Texto de referência |
Estreia nessa semana nos cinemas o filme Mais Que Amigos (Bross, 2022), um filme que já vimos praticamente centenas de vezes. É uma comedia romântica, um casal improvável, percalços que fazem de tudo para separar os amantes, dúvidas para se entregar à paixão, musiquinhas piegas e final mais clichê impossível. Só que seria apenas mais um filme, mas o casal em si é um casal homossexual, e talvez pela primeira vez nos cinemas, e com carimbo de grande estúdio, vemos uma comédia romântica gay nas telonas, com direção de Nicholas Stoller.
Bobby Leiber, em primeiro lugar, é um chato de mão cheia. Com um humor sarcástico, contrastando com sua total falta de amor à sociedade, tem um podcast famoso em Nova York que fala sobre a comunidade LGBTQIA+. Ao mesmo tempo, pretende ser curador de um museu sobre o tema em Manhattan. Bobby tem dificuldade de encontrar paixões, e se entrega a qualquer relacionamento fugaz em aplicativos. Uma noite vai a um clube noturno e acaba conhecendo Aaron Shepard, um advogado um pouco bronco e fã de Garth Brooks. Em suma, bem diferente do padrão de Bobby, mas como o amor não tem lógica, os dois engatam um romance, que tem tudo para dar errado e, ao mesmo tempo, Bobby precisa correr contra o tempo para conseguir quem financie o projeto do museu.

Dados para análise |
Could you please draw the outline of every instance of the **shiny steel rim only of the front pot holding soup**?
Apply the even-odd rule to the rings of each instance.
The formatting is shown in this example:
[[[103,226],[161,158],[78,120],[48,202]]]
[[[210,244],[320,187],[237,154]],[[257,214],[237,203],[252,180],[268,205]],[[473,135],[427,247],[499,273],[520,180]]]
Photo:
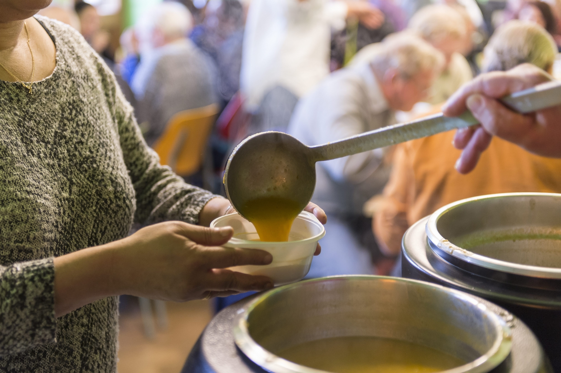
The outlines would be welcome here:
[[[282,357],[274,355],[274,353],[267,351],[265,348],[261,347],[259,343],[255,342],[255,340],[251,337],[248,325],[247,325],[247,318],[252,310],[255,309],[257,305],[261,302],[265,301],[268,297],[275,295],[276,293],[283,292],[288,290],[289,288],[304,286],[307,283],[311,282],[321,282],[321,281],[332,281],[332,280],[346,280],[352,281],[354,280],[381,280],[381,281],[399,281],[399,282],[408,282],[408,283],[416,283],[419,286],[436,288],[448,293],[452,293],[454,296],[461,298],[464,301],[470,302],[473,305],[476,305],[482,313],[485,313],[489,319],[493,320],[493,324],[495,325],[495,330],[497,337],[493,346],[487,351],[484,355],[476,358],[471,362],[466,363],[465,365],[461,365],[455,367],[453,369],[441,371],[438,373],[485,373],[489,372],[490,370],[494,369],[500,363],[504,361],[504,359],[509,355],[511,352],[512,346],[512,330],[507,324],[505,319],[511,318],[511,315],[503,315],[499,316],[495,314],[493,311],[489,310],[484,304],[481,304],[476,299],[473,299],[469,294],[454,290],[451,288],[447,288],[441,285],[435,285],[433,283],[425,282],[425,281],[418,281],[408,278],[401,278],[401,277],[389,277],[389,276],[374,276],[374,275],[344,275],[344,276],[328,276],[328,277],[320,277],[314,278],[304,281],[299,281],[296,283],[292,283],[289,285],[280,286],[269,290],[263,295],[257,297],[256,299],[252,300],[241,309],[237,311],[237,315],[234,318],[233,323],[233,335],[234,341],[236,342],[237,346],[241,349],[241,351],[250,358],[253,362],[257,365],[263,367],[266,370],[269,370],[274,373],[330,373],[328,371],[313,369],[310,367],[306,367],[292,361],[288,361]]]

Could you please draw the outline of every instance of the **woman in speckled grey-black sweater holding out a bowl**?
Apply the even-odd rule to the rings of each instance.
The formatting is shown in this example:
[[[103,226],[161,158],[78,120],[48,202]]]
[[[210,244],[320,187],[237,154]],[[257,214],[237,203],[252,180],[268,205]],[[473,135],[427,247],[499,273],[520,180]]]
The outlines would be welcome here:
[[[264,290],[222,268],[272,259],[194,225],[228,201],[159,165],[103,60],[33,17],[49,3],[0,0],[0,371],[114,372],[118,295]],[[152,225],[127,237],[133,222]]]

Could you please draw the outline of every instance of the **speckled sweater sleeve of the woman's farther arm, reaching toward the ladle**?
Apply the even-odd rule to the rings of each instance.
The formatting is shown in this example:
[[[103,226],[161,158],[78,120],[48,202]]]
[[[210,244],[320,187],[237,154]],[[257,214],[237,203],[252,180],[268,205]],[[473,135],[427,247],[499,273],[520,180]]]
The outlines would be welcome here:
[[[199,213],[212,198],[222,198],[189,185],[168,166],[162,166],[136,123],[132,106],[112,78],[114,115],[125,164],[136,194],[135,222],[153,224],[168,220],[199,223]]]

Enunciado | De acordo com a resenha do filme Mais Que Amigos, qual é a profissão de Aaron Shepard?

Resposta | Aaron Shepard é advogado.